##### Records for this task #####

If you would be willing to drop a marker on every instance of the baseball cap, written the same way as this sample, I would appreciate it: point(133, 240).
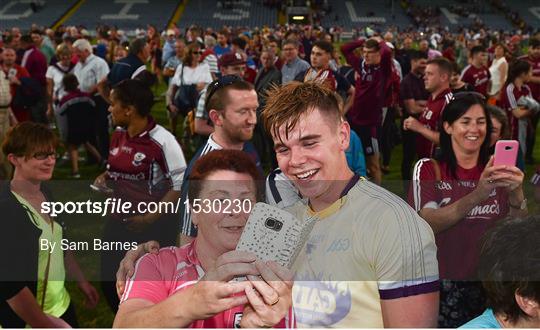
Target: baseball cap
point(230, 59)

#####
##### Records for this task #####

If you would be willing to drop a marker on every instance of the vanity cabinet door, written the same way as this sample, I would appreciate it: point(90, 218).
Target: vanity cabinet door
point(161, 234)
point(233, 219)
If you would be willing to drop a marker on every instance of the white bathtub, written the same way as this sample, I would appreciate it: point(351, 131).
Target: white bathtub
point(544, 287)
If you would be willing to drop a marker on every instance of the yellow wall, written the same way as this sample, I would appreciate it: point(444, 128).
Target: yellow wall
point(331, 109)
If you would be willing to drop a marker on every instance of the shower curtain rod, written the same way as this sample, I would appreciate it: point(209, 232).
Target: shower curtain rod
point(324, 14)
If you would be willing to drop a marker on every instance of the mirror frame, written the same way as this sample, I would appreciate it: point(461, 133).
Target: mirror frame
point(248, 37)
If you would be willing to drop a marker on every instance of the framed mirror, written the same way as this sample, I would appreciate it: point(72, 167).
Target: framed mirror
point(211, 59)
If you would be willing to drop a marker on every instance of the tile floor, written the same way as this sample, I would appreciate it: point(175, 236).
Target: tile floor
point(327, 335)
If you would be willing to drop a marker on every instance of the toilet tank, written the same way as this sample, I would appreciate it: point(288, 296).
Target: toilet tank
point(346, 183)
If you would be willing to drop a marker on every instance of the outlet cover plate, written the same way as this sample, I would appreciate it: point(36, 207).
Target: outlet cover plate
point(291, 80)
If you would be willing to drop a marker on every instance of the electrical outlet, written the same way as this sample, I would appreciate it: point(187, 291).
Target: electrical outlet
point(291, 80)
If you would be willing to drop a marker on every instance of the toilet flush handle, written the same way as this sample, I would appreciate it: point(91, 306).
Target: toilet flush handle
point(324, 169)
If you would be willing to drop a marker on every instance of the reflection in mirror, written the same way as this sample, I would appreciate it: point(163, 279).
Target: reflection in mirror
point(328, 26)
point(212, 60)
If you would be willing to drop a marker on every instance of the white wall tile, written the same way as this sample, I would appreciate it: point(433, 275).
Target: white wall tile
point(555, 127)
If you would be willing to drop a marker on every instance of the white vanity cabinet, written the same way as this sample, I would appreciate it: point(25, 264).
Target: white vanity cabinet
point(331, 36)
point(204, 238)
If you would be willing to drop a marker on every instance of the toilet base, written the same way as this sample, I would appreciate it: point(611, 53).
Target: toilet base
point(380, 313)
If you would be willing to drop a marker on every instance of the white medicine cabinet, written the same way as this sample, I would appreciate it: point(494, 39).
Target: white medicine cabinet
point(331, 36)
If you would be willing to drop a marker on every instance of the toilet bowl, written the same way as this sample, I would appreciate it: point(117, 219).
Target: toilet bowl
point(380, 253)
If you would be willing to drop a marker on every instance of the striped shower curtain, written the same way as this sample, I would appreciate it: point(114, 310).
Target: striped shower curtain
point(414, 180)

#####

Your answer must consist solely of the lines above between the line holding "it: point(351, 131)." and the line holding "it: point(36, 207).", inclusive, copied exactly.

If you would be willing to drop a marker on every instance of the white bathtub, written the same way as this sample, I would appreciate it: point(351, 131).
Target: white bathtub
point(544, 287)
If you would be willing to drop a marker on every instance of the yellow wall, written the same way as this sample, I would appreciate it: point(444, 128).
Target: yellow wall
point(331, 109)
If you would be willing to drop a marker on every instance of the shower curtain rod, written the same way as this sample, I would appreciate it: point(209, 232).
Target: shower curtain rod
point(324, 14)
If you would be willing to drop a marker on every instance of the mirror frame, written the same way as this sample, I would appreciate it: point(461, 133).
Target: mirror frame
point(248, 37)
If you would be willing to drop a marker on every instance of the framed mirror, written the same way as this sample, I would appreciate it: point(72, 167).
Target: framed mirror
point(211, 59)
If you would be willing to drop a marker on every instance of the tile floor, written the same way as this sample, I would appreciate it: point(175, 236).
Target: tile floor
point(327, 335)
If you would be willing to drop a marker on every instance of the toilet tank, written the same way as this sample, I would appreciate it: point(288, 296).
Target: toilet tank
point(346, 183)
If you would be willing to drop a marker on every instance of the outlet cover plate, written the same way as this sample, I would appreciate it: point(36, 207).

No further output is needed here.